* _Testo fornito_
_ _ _

Il ruolo della donna come ostetrica e guaritrice: tra erboristeria, magia pagana, superstizione e tradizione popolare, tramandata fino a noi nei mantra curativi delle nonne
di Valentina Milite
Le donne medico? Malgrado la medicina abbia una storia antica, sono davvero poche le donne che si ricordano nel settore.
Certo, vi sono delle eccezioni, come ad esempio quella della medica Trotula de Ruggiero (Salerno, 1050-1097), conosciuta già allora in tutta Europa. Ma normalmente il ruolo della donna in medicina era relegato all’assistenza al parto e a contesti guaritivi non ufficiali.
Il parto ad esempio era argomento tabù per gli uomini e non era trattato come uno stato clinico degno di essere seguito da un medico, ma come un obbligo imprescindibile della moglie, insito nella sua natura muliebre. Le donne partorivano in casa e la mortalità delle partorienti per complicanze dovute al parto, si attestava a circa una gestante su tre. La sola assistenza era quella delle altre donne di casa e delle ostetriche formatesi con l’esperienza. Molto, ma molto più intrigante la figura della strega di campagna, detta in Campania janara…
Tutto nasce dal fatto che le fasce di popolazione più povere, soprattutto contadini e braccianti, non avevano modo di accedere alla medicina dotta ed il principale riferimento per curare i mali era il medico di campagna, o più spesso la strega di campagna. Le streghe di campagna erano donne inizialmente con un riconosciuto ruolo sociale, ma più tardi (con l’accrescere del potere del clero), furono viste sempre con maggior sospetto ed emarginate. Erano esperte in metodi curativi pagani, nell’uso dell’erboristeria e custodi di rimedi tradizionali popolari tramandati con riserbo dalle anziane alle giovani, talvolta solo in punto di morte. Alla somministrazione di pozioni, unguenti curativi e rimedi, accompagnavano riti magici ed invocazioni alle forze della natura, perché intercedessero nel processo di guarigione. Un mistero ed un misticismo che risulterà presto non più tollerabile dalla Chiesa, che non comprendendo come, senza studi ufficiali queste donne di campagna potessero con l’uso di piante e rituali sconosciuti, curare e guarire gli infermi, le accusò di legami col demonio, dando inizio alla tristemente nota “caccia alle streghe”.

_ _ _

* _Estratti del dataset_
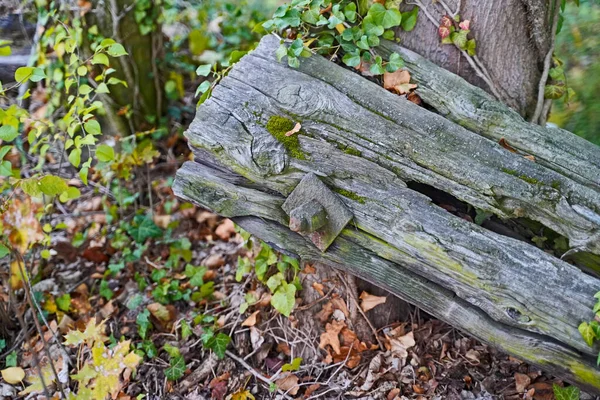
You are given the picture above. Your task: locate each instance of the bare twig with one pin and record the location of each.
(547, 62)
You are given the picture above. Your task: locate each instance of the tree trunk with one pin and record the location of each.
(513, 38)
(388, 160)
(144, 92)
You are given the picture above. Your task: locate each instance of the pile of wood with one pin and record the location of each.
(413, 180)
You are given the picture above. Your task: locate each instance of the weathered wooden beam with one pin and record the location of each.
(365, 144)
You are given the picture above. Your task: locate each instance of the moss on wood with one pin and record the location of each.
(278, 127)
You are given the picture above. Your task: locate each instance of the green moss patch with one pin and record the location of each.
(350, 195)
(278, 127)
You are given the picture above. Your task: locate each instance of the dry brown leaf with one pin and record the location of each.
(319, 288)
(288, 383)
(13, 375)
(330, 336)
(309, 269)
(521, 382)
(295, 129)
(340, 304)
(325, 312)
(398, 81)
(473, 355)
(370, 301)
(251, 320)
(400, 345)
(225, 230)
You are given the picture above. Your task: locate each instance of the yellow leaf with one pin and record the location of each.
(241, 395)
(13, 375)
(91, 334)
(369, 301)
(16, 274)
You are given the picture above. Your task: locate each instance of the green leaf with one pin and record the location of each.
(294, 366)
(554, 91)
(92, 126)
(471, 47)
(395, 62)
(459, 39)
(203, 70)
(52, 185)
(64, 302)
(75, 157)
(105, 153)
(23, 73)
(409, 19)
(116, 50)
(274, 281)
(176, 368)
(102, 88)
(284, 299)
(105, 291)
(587, 333)
(4, 251)
(8, 133)
(100, 58)
(144, 228)
(85, 89)
(595, 328)
(218, 344)
(204, 86)
(351, 59)
(568, 393)
(386, 18)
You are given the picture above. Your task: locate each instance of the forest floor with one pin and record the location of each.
(168, 284)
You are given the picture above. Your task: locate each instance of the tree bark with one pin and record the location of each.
(513, 38)
(373, 148)
(144, 91)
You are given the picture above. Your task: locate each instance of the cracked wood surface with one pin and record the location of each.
(366, 143)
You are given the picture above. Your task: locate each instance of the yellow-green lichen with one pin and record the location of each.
(278, 127)
(350, 195)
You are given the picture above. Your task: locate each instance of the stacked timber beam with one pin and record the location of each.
(372, 148)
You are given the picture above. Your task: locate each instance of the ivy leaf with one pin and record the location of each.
(8, 133)
(554, 91)
(116, 50)
(395, 62)
(294, 366)
(471, 47)
(459, 39)
(352, 59)
(52, 185)
(595, 328)
(176, 368)
(218, 344)
(409, 19)
(587, 333)
(568, 393)
(143, 229)
(203, 70)
(386, 18)
(92, 127)
(284, 298)
(100, 58)
(105, 153)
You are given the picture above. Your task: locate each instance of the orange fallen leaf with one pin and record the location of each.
(319, 288)
(398, 81)
(251, 320)
(370, 301)
(521, 382)
(330, 336)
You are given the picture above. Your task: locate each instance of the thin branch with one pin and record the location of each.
(547, 62)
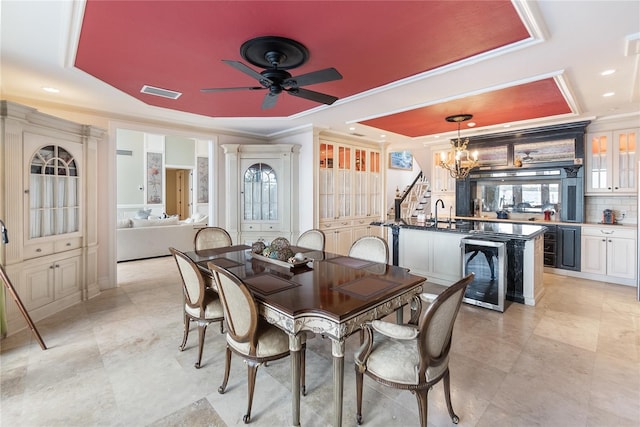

_ _ _

* _Elenco dei compiti_
**a)** Indica se ciascuna delle seguenti affermazioni concorda con il testo sulle donne guaritrici, rispondendo sì o no e citando le parole del testo che lo dimostrano: (i) Trotula de Ruggiero era già nota in tutta Europa ai suoi tempi; (ii) il parto veniva considerato uno stato clinico da far seguire a un medico; (iii) i rimedi popolari venivano tramandati dalle giovani alle anziane.
**b)** Scrivi il seguito del testo sulle donne guaritrici, riprendendo subito dopo la sua ultima frase.

* _Risposte ai compiti_
**a)**
(i) Sì: «conosciuta già allora in tutta Europa».
(ii) No: «non era trattato come uno stato clinico degno di essere seguito da un medico».
(iii) No: «tramandati con riserbo dalle anziane alle giovani».

**b)**
Nella tradizione folkloristica campana le streghe di campagna venivano chiamate “janare”, termine ancora usato nel linguaggio popolare. C’erano janare buone che curavano con rimedi erboristici e janare oscure, capaci di fare malefici e recare infertilità e malattie. Nel beneventano la leggenda delle streghe o janare si fuse con il culto (importato nella penisola dall’imperatore Domiziano) della dea egizia Iside, divinità femminile collegata ai temi della magia e dell’oltretomba, protettrice dei naviganti e secondo alcuni, prima strega di Benevento.
Inoltre, riferimenti alla figura della donna guaritrice si trovano tutt’oggi nella nostra cultura popolare contadina. Alcune nonne sono ancora oggi custodi di rimedi taumaturgici come ad esempio quello di alleviare il mal di testa con la pratica di “fare gli occhi”. Un rituale cui si accompagna sottovoce la declamazione di una prece per allontanare le male lingue e le invidie, la cui conoscenza può essere tramandata ad un’altra più giovane donna della famiglia solo in punto di morte o quando questa abbia avuto un figlio; di modo da poterlo a sua volta proteggere dall’invidia ed il pettegolezzo.